ABOUT THIS TASK: Count the lines in the rows below that contain the string "before", treating uppercase and lowercase as different. Reply with the number only.
= Beginning of Section =
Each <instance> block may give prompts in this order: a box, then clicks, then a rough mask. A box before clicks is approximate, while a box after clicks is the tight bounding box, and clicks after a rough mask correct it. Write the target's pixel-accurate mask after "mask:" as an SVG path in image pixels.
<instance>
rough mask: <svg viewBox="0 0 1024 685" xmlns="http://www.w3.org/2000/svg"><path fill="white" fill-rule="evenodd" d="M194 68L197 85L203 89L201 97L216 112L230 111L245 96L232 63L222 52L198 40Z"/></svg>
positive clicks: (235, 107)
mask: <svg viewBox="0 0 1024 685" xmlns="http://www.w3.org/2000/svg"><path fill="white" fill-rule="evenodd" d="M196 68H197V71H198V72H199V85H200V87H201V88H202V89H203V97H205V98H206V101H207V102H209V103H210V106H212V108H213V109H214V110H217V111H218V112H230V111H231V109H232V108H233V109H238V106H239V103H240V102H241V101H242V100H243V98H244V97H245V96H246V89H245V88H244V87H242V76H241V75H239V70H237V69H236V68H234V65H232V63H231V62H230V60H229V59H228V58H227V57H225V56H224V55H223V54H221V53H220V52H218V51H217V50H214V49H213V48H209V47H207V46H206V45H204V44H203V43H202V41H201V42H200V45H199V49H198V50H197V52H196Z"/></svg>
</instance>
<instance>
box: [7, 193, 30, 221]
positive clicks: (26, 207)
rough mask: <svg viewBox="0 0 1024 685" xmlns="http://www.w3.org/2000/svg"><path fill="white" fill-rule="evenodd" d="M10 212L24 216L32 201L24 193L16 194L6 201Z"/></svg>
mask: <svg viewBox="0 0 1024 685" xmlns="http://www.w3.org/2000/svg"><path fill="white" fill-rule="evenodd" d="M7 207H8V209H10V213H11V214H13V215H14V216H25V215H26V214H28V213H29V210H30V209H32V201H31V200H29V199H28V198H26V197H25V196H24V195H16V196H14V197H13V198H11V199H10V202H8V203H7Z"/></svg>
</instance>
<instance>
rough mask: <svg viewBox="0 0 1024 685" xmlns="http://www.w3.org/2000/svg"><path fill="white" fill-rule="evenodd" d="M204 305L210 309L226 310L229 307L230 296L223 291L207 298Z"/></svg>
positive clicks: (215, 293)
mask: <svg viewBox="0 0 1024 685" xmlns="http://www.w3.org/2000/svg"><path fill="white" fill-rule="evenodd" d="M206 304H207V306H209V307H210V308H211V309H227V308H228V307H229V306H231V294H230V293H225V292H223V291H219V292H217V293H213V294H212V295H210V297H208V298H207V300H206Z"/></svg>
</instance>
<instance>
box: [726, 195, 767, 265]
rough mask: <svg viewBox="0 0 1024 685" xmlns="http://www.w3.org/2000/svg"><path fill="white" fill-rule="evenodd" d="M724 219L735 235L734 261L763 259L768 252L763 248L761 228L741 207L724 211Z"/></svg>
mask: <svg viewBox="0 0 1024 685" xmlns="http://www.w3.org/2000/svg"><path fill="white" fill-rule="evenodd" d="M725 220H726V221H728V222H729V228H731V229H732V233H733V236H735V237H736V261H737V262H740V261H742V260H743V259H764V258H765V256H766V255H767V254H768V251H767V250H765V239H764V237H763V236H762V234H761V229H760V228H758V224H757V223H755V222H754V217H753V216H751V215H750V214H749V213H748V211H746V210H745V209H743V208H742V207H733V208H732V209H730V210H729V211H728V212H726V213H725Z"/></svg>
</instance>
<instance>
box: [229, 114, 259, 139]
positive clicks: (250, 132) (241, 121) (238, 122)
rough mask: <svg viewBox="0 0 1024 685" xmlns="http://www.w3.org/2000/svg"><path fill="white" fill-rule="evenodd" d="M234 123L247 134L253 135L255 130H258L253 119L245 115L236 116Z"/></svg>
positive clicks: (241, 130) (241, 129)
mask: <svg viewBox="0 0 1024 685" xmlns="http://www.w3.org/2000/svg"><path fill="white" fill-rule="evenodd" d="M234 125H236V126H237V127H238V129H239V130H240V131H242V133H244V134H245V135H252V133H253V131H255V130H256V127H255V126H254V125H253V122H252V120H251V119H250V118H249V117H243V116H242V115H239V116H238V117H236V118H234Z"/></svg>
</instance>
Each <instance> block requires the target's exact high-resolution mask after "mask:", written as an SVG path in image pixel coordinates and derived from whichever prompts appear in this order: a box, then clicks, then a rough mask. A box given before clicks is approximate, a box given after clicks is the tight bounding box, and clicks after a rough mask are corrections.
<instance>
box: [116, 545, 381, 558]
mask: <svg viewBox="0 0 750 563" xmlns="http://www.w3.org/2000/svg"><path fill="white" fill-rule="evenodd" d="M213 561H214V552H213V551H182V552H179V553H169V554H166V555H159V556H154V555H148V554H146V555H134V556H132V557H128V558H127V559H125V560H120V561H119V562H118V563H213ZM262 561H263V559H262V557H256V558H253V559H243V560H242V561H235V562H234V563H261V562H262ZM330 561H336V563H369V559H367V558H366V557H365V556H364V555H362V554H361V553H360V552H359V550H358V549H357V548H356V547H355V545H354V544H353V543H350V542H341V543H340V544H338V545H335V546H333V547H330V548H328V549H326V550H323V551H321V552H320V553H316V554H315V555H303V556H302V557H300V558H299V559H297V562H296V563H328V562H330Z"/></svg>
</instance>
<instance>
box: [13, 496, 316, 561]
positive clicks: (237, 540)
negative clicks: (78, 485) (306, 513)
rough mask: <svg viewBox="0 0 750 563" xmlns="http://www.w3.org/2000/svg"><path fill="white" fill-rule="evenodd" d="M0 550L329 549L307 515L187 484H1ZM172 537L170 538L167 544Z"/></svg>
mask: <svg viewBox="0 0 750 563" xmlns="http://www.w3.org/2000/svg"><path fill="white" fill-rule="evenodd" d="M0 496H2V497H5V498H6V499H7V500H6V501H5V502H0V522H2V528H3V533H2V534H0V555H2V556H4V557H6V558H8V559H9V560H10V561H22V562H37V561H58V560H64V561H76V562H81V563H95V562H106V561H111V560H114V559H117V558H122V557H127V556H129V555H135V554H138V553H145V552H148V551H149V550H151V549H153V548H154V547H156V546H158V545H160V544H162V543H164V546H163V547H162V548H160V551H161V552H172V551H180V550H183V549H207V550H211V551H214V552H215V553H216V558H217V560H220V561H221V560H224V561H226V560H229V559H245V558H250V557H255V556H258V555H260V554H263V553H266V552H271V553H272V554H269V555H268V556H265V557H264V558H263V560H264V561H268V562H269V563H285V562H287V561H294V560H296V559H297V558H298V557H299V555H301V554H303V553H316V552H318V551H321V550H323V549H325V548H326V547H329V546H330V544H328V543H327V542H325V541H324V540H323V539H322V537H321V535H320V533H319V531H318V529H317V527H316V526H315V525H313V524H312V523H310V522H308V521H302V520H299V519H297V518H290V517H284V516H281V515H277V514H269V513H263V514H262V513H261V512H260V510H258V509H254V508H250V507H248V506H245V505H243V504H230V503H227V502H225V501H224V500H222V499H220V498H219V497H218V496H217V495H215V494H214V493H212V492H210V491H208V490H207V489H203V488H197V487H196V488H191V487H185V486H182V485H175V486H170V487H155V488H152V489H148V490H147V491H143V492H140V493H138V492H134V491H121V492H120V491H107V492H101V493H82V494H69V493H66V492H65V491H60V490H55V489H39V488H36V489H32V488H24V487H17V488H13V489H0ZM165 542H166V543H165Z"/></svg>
= End of Section =
REPLY: 2